I’ve build a little command line app to help me save full-text copies of webpages for future reference and llm ingestion. It’s called Grabit and it’s open-source.
Here’s what it does – you just need to point it to an url, and it’ll download its content, remove all unnecessary cruft like headers, menus, footers and whatnot, convert the remaining content to beautiful sparkling Markdown, and save that to a file.
It gets you from this:
to this:
How & why
Grabit is straightforward to use. Assuming you have uv installed and set up, all you need to do is download a single file somewhere on your computer, and then just uv run grabit.py URL
to save URL
’s content to a file.
I use Grabit a lot for saving full-text bookmarks in my Obsidian vault, so you’ll see a lot of focus adjacent stuff, like adding YAML front matter by default, creating a domain subdirectory also by default, etc. That being said, it’s flexible enough to be used for other scenarios, too.

Tasks to carry out ▸
#1 Can you rewrite the Grabit post starting with "It gets you" and going on through "content to a file.", with "straightforward" changed to "easy"?
#2 Which specific kinds of unnecessary cruft does the Grabit post name as being removed from a page?
Use only the Grabit post to answer.

Dataset excerpts:
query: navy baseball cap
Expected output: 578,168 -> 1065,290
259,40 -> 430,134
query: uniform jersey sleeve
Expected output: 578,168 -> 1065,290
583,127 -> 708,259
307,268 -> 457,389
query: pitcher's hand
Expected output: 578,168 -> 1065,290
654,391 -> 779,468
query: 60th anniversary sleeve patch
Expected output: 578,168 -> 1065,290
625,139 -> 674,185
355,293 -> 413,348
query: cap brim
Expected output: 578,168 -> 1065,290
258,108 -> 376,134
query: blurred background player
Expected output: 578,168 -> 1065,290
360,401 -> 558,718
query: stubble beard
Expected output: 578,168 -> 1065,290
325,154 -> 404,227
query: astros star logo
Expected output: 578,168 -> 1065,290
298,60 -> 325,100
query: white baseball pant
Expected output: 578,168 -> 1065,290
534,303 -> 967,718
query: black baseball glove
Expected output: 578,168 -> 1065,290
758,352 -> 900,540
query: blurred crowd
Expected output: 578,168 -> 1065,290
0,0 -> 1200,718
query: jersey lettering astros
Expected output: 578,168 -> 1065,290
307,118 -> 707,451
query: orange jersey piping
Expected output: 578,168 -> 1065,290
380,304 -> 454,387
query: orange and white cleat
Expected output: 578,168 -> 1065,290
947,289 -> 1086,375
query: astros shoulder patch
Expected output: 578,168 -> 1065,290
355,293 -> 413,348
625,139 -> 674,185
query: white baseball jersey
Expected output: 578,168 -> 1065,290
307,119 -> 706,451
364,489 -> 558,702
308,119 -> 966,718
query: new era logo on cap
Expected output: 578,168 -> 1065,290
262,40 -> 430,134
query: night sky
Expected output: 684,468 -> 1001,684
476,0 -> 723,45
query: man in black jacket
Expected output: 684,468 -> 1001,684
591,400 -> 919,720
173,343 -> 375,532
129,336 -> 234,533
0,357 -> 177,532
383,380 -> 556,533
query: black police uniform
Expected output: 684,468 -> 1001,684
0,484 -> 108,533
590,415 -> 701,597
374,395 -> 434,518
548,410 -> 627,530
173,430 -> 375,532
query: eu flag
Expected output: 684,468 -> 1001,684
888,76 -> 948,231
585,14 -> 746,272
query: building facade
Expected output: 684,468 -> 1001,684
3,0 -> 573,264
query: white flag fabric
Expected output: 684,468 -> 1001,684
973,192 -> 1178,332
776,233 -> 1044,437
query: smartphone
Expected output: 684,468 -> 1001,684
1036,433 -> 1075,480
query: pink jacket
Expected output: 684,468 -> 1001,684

Task-by-task solutions ▸
#1
It gets you from this:
to this:
How & why
Grabit is easy to use. Assuming you have uv installed and set up, all you need to do is download a single file somewhere on your computer, and then just uv run grabit.py URL
to save URL
’s content to a file.

#2 Headers, menus, and footers.